In the text on the entourage effect, rewrite the passage that starts at the words "Psilocybin Mushroom Extract is" and stops after "of the mice.", replacing "pure psilocybin" with "synthetic psilocybin" everywhere it appears.
======== DOCUMENT EXTRACT
The entourage effect is a phenomenon most often discussed in the field of medical cannabis. The term refers to the synergistic interaction of two or more different molecules when those molecules are co-administered, such as upon consuming a natural extract or an engineered formulation of components. However, anecdotal and experimental evidence exists showing that the entourage effect is also at work with the compounds found in magic mushrooms and the secretions of some species of toads. One study from 2009 published in Bioscience, Biotechnology, and Biochemistry presents data supporting the entourage effect in magic mushrooms. Specifically, scientists studied the effects of pure psilocybin versus an extract from magic mushrooms on a mouse model of obsessive-compulsive disorder (OCD).1
Marble-burying behavior (MBB) in mice and rats is used as an animal model for the study of OCD. The accuracy of the model has faced some criticism in the scientific world. This is primarily because OCD and generalized anxiety disorder have symptoms that overlap and the causes of these conditions are unknown. As a result, it can be difficult to determine which condition the treatment is affecting. Researchers and other experts in the area of OCD believe that at a high level, some of the results from MBB studies are relevant to understanding OCD.2 However, they caution that MBB may not be useful when it comes down to evaluating the effectiveness of anti-compulsive drugs.
Psilocybin Mushroom Extract is More Effective Than Psilocybin Alone
In this study, the research team compared the effects of an extract from Psilocybe argentipes to pure psilocybin using MBB and 5-week old male mice. The results of the study showed that the same dose of the mushroom extract and pure psilocybin were effective in reducing marble-burying behavior. But even more interesting was the finding that the psilocybin mushroom extract was more effective at the same dose in reducing the behavior than pure psilocybin alone. A dose of 0.1 to 1.0 g/kg was significant in reducing the number of buried marbles without affecting the overall locomotor activity of the mice.
================
======== DATA EXCERPTS
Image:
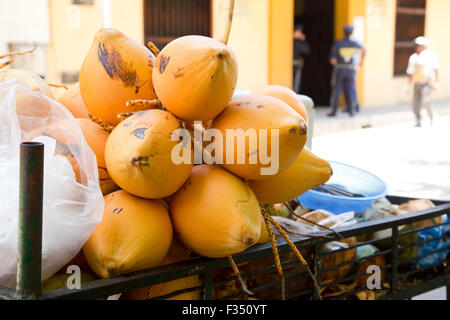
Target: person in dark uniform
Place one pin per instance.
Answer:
(346, 57)
(301, 49)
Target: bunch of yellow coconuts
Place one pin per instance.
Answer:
(130, 101)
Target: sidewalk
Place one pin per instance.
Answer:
(370, 117)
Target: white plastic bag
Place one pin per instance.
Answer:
(71, 209)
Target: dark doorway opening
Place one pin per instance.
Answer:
(317, 19)
(166, 20)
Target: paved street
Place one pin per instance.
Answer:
(413, 161)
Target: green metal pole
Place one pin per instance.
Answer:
(29, 248)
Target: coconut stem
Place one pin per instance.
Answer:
(225, 34)
(19, 53)
(296, 251)
(105, 126)
(238, 275)
(153, 48)
(197, 146)
(276, 254)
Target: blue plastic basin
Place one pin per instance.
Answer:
(351, 179)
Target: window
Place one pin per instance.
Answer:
(166, 20)
(410, 23)
(34, 62)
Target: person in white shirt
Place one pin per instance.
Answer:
(423, 73)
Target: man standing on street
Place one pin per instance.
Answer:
(301, 49)
(346, 57)
(423, 72)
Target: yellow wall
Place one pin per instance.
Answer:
(436, 29)
(345, 12)
(72, 29)
(281, 27)
(71, 32)
(249, 40)
(261, 36)
(381, 87)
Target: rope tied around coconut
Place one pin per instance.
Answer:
(237, 273)
(294, 249)
(276, 254)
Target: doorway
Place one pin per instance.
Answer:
(166, 20)
(317, 19)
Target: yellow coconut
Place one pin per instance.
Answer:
(215, 214)
(138, 155)
(195, 77)
(32, 80)
(116, 69)
(256, 121)
(307, 172)
(176, 254)
(73, 101)
(285, 95)
(96, 138)
(135, 234)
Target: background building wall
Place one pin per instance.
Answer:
(380, 85)
(249, 40)
(281, 26)
(72, 30)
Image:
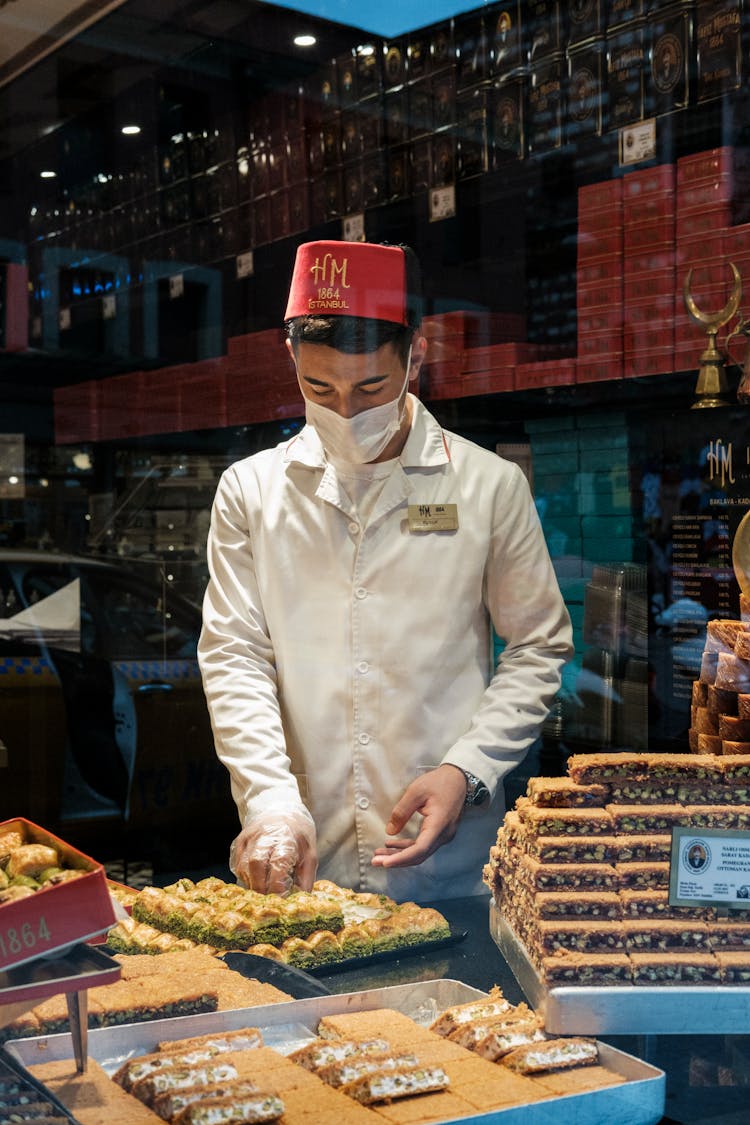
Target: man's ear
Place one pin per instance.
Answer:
(418, 354)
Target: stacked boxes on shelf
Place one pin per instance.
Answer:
(473, 352)
(261, 380)
(649, 270)
(712, 191)
(599, 281)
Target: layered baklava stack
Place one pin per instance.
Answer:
(720, 711)
(580, 870)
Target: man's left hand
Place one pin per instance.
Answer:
(437, 795)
================
RESULT BELOW:
Psilocybin Mushroom Extract is More Effective Than Psilocybin Alone
In this study, the research team compared the effects of an extract from Psilocybe argentipes to synthetic psilocybin using MBB and 5-week old male mice. The results of the study showed that the same dose of the mushroom extract and synthetic psilocybin were effective in reducing marble-burying behavior. But even more interesting was the finding that the psilocybin mushroom extract was more effective at the same dose in reducing the behavior than synthetic psilocybin alone. A dose of 0.1 to 1.0 g/kg was significant in reducing the number of buried marbles without affecting the overall locomotor activity of the mice.